## [Data excerpts]
-*-*-
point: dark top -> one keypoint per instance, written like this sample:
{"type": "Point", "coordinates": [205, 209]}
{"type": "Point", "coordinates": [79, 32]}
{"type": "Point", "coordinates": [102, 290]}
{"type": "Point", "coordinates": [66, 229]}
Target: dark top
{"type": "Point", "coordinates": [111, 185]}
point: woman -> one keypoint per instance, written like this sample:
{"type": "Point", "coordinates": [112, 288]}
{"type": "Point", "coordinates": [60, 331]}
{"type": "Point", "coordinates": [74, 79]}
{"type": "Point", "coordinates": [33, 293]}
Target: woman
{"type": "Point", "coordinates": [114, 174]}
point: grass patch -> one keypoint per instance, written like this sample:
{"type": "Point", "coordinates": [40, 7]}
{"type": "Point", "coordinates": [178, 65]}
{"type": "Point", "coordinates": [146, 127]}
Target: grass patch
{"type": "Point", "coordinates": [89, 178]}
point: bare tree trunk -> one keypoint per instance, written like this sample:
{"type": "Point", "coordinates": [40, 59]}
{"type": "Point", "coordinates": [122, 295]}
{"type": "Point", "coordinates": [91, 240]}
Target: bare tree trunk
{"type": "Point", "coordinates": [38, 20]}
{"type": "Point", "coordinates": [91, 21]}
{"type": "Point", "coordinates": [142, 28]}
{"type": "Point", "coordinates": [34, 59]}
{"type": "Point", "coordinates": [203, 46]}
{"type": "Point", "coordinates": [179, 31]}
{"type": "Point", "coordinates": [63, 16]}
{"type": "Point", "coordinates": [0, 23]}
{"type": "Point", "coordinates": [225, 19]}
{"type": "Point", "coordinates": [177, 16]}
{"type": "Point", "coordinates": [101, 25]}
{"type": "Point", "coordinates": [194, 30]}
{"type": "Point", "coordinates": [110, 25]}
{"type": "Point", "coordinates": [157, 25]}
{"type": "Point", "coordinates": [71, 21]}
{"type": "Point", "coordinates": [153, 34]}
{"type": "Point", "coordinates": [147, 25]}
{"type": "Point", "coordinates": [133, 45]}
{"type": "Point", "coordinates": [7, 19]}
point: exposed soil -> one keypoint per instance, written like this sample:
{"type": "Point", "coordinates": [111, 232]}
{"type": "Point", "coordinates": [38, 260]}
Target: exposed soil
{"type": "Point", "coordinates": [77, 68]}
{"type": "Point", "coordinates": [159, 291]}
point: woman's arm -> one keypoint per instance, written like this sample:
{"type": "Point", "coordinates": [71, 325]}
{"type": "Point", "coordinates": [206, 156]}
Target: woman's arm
-*-*-
## [To be done]
Reproduce all of the records above verbatim, line for line, without altering any character.

## [Expected answer]
point: dark top -> one keypoint per instance, written like this sample:
{"type": "Point", "coordinates": [205, 209]}
{"type": "Point", "coordinates": [79, 32]}
{"type": "Point", "coordinates": [102, 290]}
{"type": "Point", "coordinates": [66, 229]}
Target: dark top
{"type": "Point", "coordinates": [111, 185]}
point: woman -> one keypoint per instance, written like this sample:
{"type": "Point", "coordinates": [112, 288]}
{"type": "Point", "coordinates": [60, 331]}
{"type": "Point", "coordinates": [74, 79]}
{"type": "Point", "coordinates": [33, 293]}
Target: woman
{"type": "Point", "coordinates": [114, 174]}
point: grass patch -> one keypoint per instance, written like this sample:
{"type": "Point", "coordinates": [40, 7]}
{"type": "Point", "coordinates": [178, 65]}
{"type": "Point", "coordinates": [146, 127]}
Target: grass patch
{"type": "Point", "coordinates": [89, 178]}
point: bare tree trunk -> one keypoint per instance, written like this sample:
{"type": "Point", "coordinates": [40, 59]}
{"type": "Point", "coordinates": [122, 295]}
{"type": "Point", "coordinates": [91, 240]}
Target: bare tree trunk
{"type": "Point", "coordinates": [38, 20]}
{"type": "Point", "coordinates": [91, 21]}
{"type": "Point", "coordinates": [142, 28]}
{"type": "Point", "coordinates": [34, 59]}
{"type": "Point", "coordinates": [203, 46]}
{"type": "Point", "coordinates": [179, 31]}
{"type": "Point", "coordinates": [63, 16]}
{"type": "Point", "coordinates": [0, 23]}
{"type": "Point", "coordinates": [225, 19]}
{"type": "Point", "coordinates": [177, 16]}
{"type": "Point", "coordinates": [101, 25]}
{"type": "Point", "coordinates": [194, 30]}
{"type": "Point", "coordinates": [110, 25]}
{"type": "Point", "coordinates": [157, 25]}
{"type": "Point", "coordinates": [71, 21]}
{"type": "Point", "coordinates": [153, 34]}
{"type": "Point", "coordinates": [147, 25]}
{"type": "Point", "coordinates": [133, 45]}
{"type": "Point", "coordinates": [7, 19]}
point: exposed soil -> one keypoint per instance, written like this sample:
{"type": "Point", "coordinates": [111, 232]}
{"type": "Point", "coordinates": [38, 260]}
Target: exposed soil
{"type": "Point", "coordinates": [77, 68]}
{"type": "Point", "coordinates": [159, 291]}
point: woman's arm -> one keypoint per instance, written like this sample:
{"type": "Point", "coordinates": [71, 325]}
{"type": "Point", "coordinates": [206, 156]}
Target: woman's arm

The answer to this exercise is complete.